_Extract to read_
>>>>
Washington Editor
WASHINGTON - If the U.S. Patent and Trademark Office wins approval of its proposed fee structure increase, biotechnology companies filing applications for patents could see their costs skyrocket.
The patent office (PTO) wants the new fee schedule to take effect Oct. 1 as part of the fiscal year 2003 budget. However, the proposal has not been introduced to Congress in the form of legislation. And given that the month-long summer recess is under way, it's not certain whether a bill will be drawn up and submitted.
In his upcoming budget, President Bush had sought to raise $162 million through imposition of a one-year, 19 percent surcharge on patent fees and a 10 percent surcharge on trademark fees. Those fees, as well as numerous others, would be directed toward helping the PTO raise $1.527 billion in revenue as targeted by the president's fiscal 2003 budget, according to intellectual property experts who spoke last month at a House subcommittee hearing on the subject.
The PTO wants a fee bill approved that would permit separate filing and examination fees as well as higher costs for longer applications with more claims. Even if higher fees were approved, James Rogan, PTO director, told the subcommittee that it would still be cheaper to file an application in the U.S. than in Europe or Japan. For example, he said, for equivalent filing, issue and maintenance fees, the European Patent Office would charge $54,000; the Japan Patent Office would charge $24,000; and under the proposal, the U.S. would charge $12,000 (under current U.S. law the fee would be $1,500.)
No one seems to be arguing that that patent office needs more money. In fact, last fall when the House was considering legislation that included the PTO's five-year 21st Century Strategic Plan to restructure the office, the Washington-based Biotechnology Industry Organization (BIO) said additional funding would help streamline the patent and trademark filing processes. (See BioWorld Today, Nov. 9, 2001.)
As part of House legislation (HR2047) authorizing the strategic plan, the PTO would be allowed to retain all user fees it collects rather than sharing the millions of dollars with other government offices. Using PTO fees to fund other programs has always been a sticking point for the overburdened office.
But the House legislation, and a companion bill approved in the Senate earlier this summer, would help the PTO hold on to its money to use in other areas such as transforming the office from a paper system to an electronic system.
Before the office can begin to implement the strategic plan, it says it needs more money.
As for how the increases would impact the industry, Lila Feisee, BIO's director of intellectual property, said it would hit the biotechnology industry especially hard because "the burden of claiming a therapeutic protein or DNA is a lot different than claiming a hammer."
She added, "We would like to work with them to change this so that it is more equitable for our industry. We're not going to slam them, but we're not going to roll over, either."
In his testimony, Michael Kirk, executive director of the Arlington, Va.-based American Intellectual Property Law Association, said, "Establishing fees to ensure that applicants will pay the actual costs of the effort required on the part of the PTO to examine the applications could have the salutary effect of discouraging applicants from needlessly filing inordinately large numbers of claims and excessively long patent specifications."
Others said some of the fee increase would be "punitive" and "arbitrary."
According to testimony provided by Charles Baker, chair of the American Bar Association's Section of Intellectual Property Law, one part of the proposal seeks to raise the cost of an appeal brief from $300 to $1,600. "Historically the office has not charged for an appeal, since it is frequently necessary to correct an error of the office," Baker said. "Such a charge, if any, should not be required until after submission of the examiner's brief in opposition because many appeals are settled in the applicant's favor before the examiner's brief is filed, essentially conceding that the applicant was correct."
<<<<
_Available data_
>>>>
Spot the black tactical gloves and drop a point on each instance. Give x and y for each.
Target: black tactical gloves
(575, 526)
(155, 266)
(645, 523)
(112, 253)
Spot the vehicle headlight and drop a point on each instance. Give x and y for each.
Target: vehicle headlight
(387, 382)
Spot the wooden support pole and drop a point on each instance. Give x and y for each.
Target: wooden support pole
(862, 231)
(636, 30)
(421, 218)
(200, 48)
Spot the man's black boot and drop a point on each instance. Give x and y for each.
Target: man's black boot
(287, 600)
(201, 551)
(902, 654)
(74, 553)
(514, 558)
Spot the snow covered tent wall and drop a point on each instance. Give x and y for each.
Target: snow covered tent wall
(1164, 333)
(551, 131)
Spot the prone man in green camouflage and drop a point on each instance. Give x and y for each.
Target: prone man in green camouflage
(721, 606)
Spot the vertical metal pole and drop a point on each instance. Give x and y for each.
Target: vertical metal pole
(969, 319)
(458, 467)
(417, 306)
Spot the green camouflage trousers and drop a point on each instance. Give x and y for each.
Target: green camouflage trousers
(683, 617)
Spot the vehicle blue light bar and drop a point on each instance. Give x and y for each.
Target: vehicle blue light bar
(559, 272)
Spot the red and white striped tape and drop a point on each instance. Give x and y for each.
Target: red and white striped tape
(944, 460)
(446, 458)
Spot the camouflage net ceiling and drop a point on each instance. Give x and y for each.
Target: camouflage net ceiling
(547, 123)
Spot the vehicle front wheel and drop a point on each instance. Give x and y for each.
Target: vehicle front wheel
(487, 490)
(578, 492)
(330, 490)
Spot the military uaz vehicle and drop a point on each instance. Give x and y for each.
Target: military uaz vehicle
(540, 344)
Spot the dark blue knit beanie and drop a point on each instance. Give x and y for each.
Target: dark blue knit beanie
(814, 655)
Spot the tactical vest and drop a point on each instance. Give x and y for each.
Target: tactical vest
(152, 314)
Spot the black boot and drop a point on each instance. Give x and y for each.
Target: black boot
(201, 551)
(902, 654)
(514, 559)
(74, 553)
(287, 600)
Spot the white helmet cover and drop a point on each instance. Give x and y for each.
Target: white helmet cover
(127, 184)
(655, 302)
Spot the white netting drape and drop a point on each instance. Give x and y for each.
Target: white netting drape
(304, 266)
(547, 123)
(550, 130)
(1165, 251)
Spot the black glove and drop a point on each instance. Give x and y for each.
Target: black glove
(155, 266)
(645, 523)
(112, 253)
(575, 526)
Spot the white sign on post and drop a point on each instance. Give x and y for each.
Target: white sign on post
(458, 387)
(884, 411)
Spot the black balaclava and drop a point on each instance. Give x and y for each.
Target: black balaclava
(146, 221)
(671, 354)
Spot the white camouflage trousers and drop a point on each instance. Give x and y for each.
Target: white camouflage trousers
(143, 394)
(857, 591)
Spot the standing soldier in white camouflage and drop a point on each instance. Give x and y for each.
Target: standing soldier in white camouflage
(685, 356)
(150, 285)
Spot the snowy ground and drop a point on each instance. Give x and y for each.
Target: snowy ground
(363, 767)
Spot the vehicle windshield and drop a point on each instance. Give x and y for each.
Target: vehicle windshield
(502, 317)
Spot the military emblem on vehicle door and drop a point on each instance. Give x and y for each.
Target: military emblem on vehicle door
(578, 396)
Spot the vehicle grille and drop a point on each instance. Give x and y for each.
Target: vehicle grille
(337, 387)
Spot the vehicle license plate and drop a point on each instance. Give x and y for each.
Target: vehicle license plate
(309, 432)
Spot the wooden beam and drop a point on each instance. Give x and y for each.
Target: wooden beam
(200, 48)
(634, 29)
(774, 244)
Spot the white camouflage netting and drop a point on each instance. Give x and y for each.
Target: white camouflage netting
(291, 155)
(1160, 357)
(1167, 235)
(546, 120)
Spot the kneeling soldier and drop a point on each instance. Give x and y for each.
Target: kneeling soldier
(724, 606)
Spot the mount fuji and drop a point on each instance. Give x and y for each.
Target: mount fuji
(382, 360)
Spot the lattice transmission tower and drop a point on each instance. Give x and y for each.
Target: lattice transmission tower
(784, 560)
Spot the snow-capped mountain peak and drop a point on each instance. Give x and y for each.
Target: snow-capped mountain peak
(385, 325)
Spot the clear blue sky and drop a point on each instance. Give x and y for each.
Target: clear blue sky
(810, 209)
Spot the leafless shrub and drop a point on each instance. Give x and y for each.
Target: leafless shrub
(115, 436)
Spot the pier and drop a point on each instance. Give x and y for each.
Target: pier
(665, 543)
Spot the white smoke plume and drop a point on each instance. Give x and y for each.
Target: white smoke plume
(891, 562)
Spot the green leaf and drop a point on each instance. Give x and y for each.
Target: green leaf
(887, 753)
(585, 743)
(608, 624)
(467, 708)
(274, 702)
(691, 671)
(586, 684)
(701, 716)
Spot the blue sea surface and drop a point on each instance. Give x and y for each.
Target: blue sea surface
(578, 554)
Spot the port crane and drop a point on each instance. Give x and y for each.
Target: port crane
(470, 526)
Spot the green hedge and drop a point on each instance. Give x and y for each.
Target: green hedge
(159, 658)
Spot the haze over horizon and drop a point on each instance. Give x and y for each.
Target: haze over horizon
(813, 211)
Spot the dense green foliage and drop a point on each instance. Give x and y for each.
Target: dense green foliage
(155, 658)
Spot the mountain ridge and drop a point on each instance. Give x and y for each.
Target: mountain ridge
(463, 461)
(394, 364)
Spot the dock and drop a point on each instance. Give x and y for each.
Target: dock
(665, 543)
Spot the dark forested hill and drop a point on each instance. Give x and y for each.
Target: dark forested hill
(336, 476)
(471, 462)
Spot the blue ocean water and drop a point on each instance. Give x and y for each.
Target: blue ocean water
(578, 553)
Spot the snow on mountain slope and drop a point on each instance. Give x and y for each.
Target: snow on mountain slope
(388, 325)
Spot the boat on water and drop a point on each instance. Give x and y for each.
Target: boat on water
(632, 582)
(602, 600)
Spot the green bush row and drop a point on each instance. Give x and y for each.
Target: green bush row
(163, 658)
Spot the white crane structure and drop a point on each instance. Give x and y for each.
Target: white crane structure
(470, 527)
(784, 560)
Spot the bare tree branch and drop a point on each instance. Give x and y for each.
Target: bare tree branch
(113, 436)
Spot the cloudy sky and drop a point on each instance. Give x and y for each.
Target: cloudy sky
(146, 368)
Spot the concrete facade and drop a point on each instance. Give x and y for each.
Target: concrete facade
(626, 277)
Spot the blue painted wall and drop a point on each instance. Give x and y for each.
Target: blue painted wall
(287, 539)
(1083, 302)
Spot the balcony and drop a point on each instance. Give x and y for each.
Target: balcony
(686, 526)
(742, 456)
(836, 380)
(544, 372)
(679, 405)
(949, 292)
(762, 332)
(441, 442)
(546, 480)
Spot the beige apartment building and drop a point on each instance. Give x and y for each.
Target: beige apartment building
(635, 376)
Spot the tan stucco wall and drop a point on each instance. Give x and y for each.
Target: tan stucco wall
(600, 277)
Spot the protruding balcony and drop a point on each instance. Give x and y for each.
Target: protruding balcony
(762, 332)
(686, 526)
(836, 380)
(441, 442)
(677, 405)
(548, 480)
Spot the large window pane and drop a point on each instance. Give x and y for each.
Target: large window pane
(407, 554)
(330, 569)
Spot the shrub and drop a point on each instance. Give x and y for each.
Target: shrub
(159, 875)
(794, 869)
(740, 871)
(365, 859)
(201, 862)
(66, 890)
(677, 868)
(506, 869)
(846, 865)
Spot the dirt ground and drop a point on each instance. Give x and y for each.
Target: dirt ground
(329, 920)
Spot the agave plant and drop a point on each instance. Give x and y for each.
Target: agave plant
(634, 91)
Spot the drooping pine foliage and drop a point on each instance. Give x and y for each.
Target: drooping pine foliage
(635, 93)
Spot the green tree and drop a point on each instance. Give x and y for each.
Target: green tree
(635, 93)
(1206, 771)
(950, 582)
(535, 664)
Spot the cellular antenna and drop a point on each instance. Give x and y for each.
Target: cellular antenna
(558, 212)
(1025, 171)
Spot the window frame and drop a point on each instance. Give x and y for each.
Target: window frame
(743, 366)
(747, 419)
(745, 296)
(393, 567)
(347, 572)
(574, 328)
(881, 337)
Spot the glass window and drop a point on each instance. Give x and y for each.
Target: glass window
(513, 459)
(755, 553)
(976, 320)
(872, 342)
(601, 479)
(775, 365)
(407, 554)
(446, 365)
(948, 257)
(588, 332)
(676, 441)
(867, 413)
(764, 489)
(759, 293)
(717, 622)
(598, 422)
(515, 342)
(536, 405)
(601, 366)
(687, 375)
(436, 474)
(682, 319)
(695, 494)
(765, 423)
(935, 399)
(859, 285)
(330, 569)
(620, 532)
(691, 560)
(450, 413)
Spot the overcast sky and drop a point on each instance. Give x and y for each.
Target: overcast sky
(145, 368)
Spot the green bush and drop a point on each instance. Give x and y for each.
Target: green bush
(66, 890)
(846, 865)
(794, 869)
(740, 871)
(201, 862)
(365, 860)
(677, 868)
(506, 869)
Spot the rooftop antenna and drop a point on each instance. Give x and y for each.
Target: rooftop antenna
<<<<
_Explore the material_
• A. In the article on proposed patent fees, what amount did James Rogan say the European Patent Office would charge for equivalent filing, issue and maintenance fees?
• B. Quote the patent fee article word for word, between "The patent office" and "up and submitted.", inclusive.

_Answers for this exercise_
• A. $54,000

• B.
The patent office (PTO) wants the new fee schedule to take effect Oct. 1 as part of the fiscal year 2003 budget. However, the proposal has not been introduced to Congress in the form of legislation. And given that the month-long summer recess is under way, it's not certain whether a bill will be drawn up and submitted.